▸ **Given instruction a**: Quote the listing word for word from its first line through the line that contains "[471,854,619,938]", including both of those lines. Omit the pictures from your reply.

▸ **Extract**:
################
Similar to AIE, the AI Engine processor in AIE-ML consists of a scalar 32-bit data path, a SIMD vector data path, two load units, and a store unit, and is optimized for ML applications.
The following provides a list of AIE-ML processor features:
- Instruction-based VLIW SIMD processor with new instructions
- Same 16 KB program memory as in AIE
- Vector unit supports 256 (8b x 8b) and 512 (4b x 8b) MAC operations
- Vector unit supports 128 bloat16 MAC operations with FP32 accumulation
- Vector unit supports structure sparsity and FFT processing for ML inference applications, including cint32 x cint16 multiplication (data in cint32 and twiddle factor is cint16), control support for complex and conjugation, new permute mode, and shuffle mode. See Sparsity for more information.
- A new processor bus that allows the processor to access memory mapped registers in the local AIE-ML tile
- The complex circular addressing modes are dropped and replaced by a 3D addressing mode
- On-the-fly decompression during loading of sparse weights. See Sparsity for more information.
The AIE-ML processor removes some advanced DSP functionality used in the AIE processor including:
- 32-bit floating-point vector data path is not directly supported but can be emulated via decomposition into multiple multiplications of 16 x 16-bit
- Scalar non-linear functions, including sin/cos, sqrt, inverse sqrt and inverse
- Scalar floating point/integer conversions
- Complex circular addressing and FFT addressing modes. However, some level of FFT and complex support is provided; see the AIE-ML processor features.
- Limited support 128-bit load/store
- Non-aligned memory access
- Support for some complex data-types; some level of complex support is provided, see the AIE-ML processor features
- Native support for 32 × 32 multiplication but can be emulated using 16-bit integer operands
- Removal of non-blocking 128-bit stream interfaces and stream FIFOs
- Control streams and packet header generations
################
(Box annotations for photos)
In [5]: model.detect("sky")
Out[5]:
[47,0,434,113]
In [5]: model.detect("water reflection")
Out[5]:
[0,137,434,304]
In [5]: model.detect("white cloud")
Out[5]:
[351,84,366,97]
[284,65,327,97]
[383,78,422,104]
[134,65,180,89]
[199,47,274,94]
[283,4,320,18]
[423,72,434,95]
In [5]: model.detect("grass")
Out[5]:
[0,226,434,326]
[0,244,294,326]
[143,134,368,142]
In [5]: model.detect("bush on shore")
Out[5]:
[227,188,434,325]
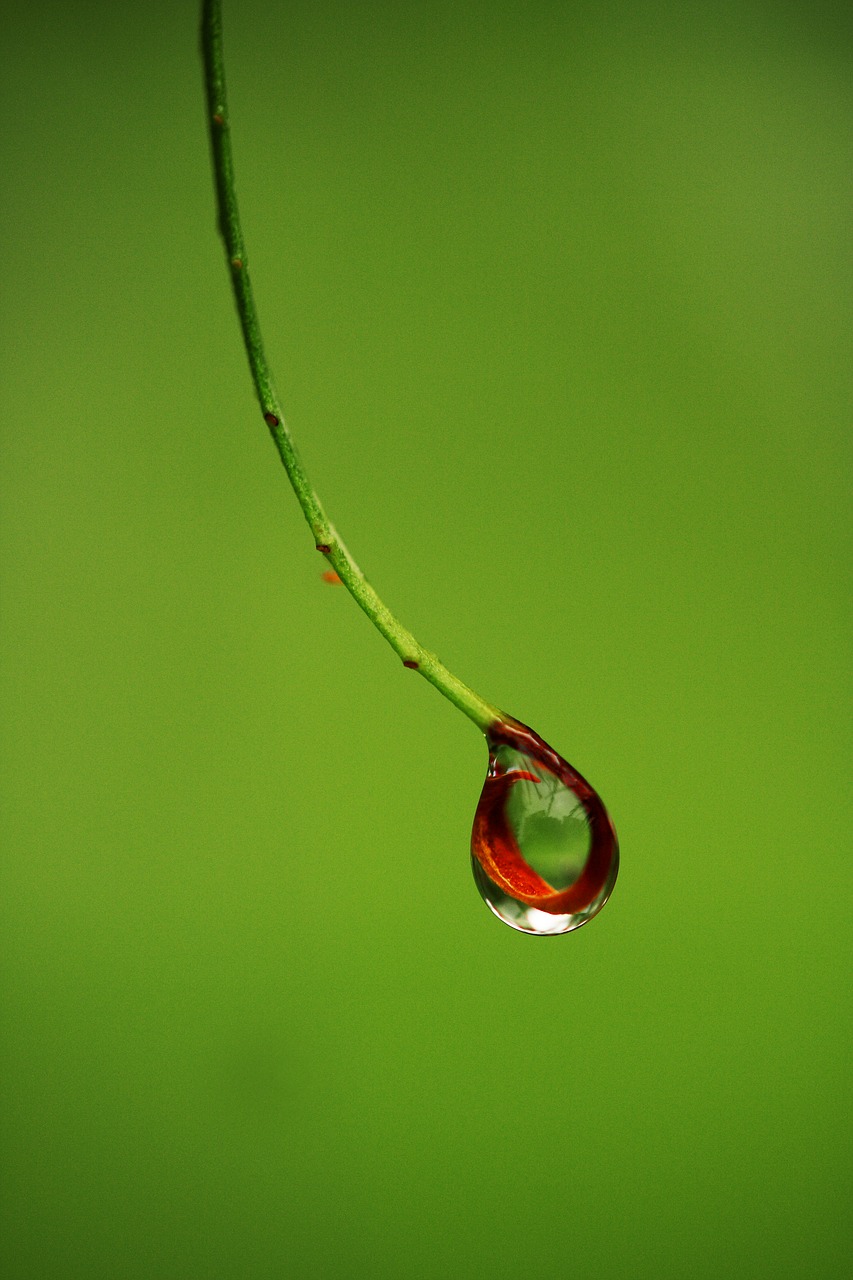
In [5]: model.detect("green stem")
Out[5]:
[201,0,507,732]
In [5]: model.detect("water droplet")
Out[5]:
[471,721,619,936]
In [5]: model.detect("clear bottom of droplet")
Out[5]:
[471,854,619,938]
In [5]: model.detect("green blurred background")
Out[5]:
[0,0,853,1280]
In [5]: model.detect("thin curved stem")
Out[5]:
[201,0,508,732]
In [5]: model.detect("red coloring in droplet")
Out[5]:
[471,721,617,915]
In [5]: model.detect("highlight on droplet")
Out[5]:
[471,718,619,937]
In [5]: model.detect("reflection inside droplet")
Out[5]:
[471,721,619,936]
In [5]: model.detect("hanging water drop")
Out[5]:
[471,721,619,936]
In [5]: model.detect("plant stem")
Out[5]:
[201,0,508,732]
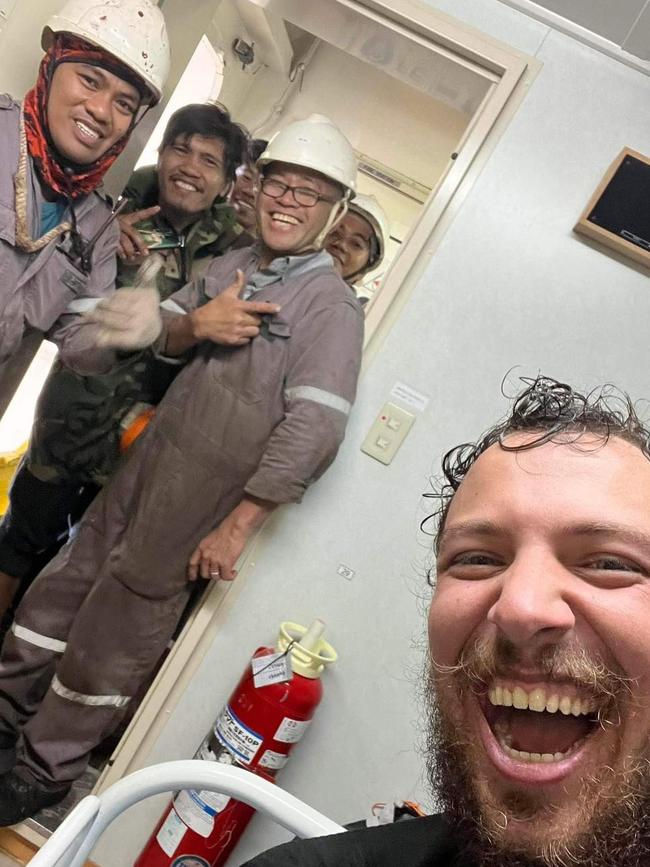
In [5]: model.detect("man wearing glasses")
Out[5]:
[0,115,363,825]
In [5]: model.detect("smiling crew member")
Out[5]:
[239,377,650,867]
[0,115,363,825]
[0,104,262,614]
[229,138,268,247]
[325,193,390,294]
[0,0,169,370]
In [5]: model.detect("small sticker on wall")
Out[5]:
[273,716,311,744]
[156,810,187,858]
[390,382,429,412]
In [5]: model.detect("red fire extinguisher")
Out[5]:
[134,620,336,867]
################
▸ **Given instruction b**: Print the passage of the AIE-ML processor overview that begins at the words "The following provides" and ends after the words "weights. See Sparsity for more information.", reproducing it verbatim.

▸ **Full answer a**:
In [5]: model.detect("sky")
Out[5]:
[47,0,434,113]
In [5]: model.detect("water reflection")
Out[5]:
[0,137,434,304]
In [5]: model.detect("white cloud")
Out[5]:
[351,84,366,97]
[284,65,327,97]
[383,78,422,104]
[134,65,180,89]
[199,47,274,94]
[283,4,320,18]
[423,72,434,95]
In [5]: model.detect("grass")
Out[5]:
[0,226,434,326]
[0,244,294,326]
[143,134,368,142]
In [5]: model.detect("bush on shore")
Out[5]:
[227,188,434,325]
In [5]: model.detect("green stem")
Out[5]:
[201,0,507,732]
In [5]: model.detect("water droplet")
Out[5]:
[471,721,619,936]
In [5]: model.detect("clear bottom of droplet")
Out[5]:
[471,854,619,938]

▸ **Full answer b**:
The following provides a list of AIE-ML processor features:
- Instruction-based VLIW SIMD processor with new instructions
- Same 16 KB program memory as in AIE
- Vector unit supports 256 (8b x 8b) and 512 (4b x 8b) MAC operations
- Vector unit supports 128 bloat16 MAC operations with FP32 accumulation
- Vector unit supports structure sparsity and FFT processing for ML inference applications, including cint32 x cint16 multiplication (data in cint32 and twiddle factor is cint16), control support for complex and conjugation, new permute mode, and shuffle mode. See Sparsity for more information.
- A new processor bus that allows the processor to access memory mapped registers in the local AIE-ML tile
- The complex circular addressing modes are dropped and replaced by a 3D addressing mode
- On-the-fly decompression during loading of sparse weights. See Sparsity for more information.